# Page extract

The recently released o3 model achieved a score of 75.7% on the ARC-AGI benchmark, and under high computational configurations, it even reached 87.5%. This significant achievement has garnered considerable attention in the artificial intelligence research community. Although the progress is remarkable, it does not mean that the path to artificial general intelligence (AGI) has been unlocked.
The ARC-AGI benchmark is designed based on an abstract reasoning corpus to evaluate the adaptability and fluid intelligence of AI systems in handling new tasks. The benchmark consists of a series of visual puzzles that require understanding basic concepts such as objects, boundaries, and spatial relationships. Humans can easily solve these problems with a few examples, while existing AI systems face challenges. The ARC is designed to prevent "gaming" through large training datasets, ensuring the effectiveness of the evaluation.
ARC-AGI includes a public training set and an evaluation set, each with 400 simple examples and more challenging puzzles, respectively, to test the generalization capabilities of AI systems. Additionally, there are private and semi-private test sets, each containing 100 puzzles, used to evaluate candidate systems without revealing the data and to limit the use of computational resources, preventing brute-force solutions.

# Activity
Answer these questions from the ARC-AGI passage:
1. What score did the o3 model reach under high computational configurations?
2. What basic concepts do the benchmark's visual puzzles require understanding?
3. How many puzzles does each of the private and semi-private test sets contain?
The entries that come next are separate material and have no connection to the text above.

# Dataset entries
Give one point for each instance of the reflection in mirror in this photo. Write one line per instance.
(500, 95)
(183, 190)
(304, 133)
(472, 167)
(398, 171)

# Solved exercise
1. 87.5%
2. Objects, boundaries, and spatial relationships
3. 100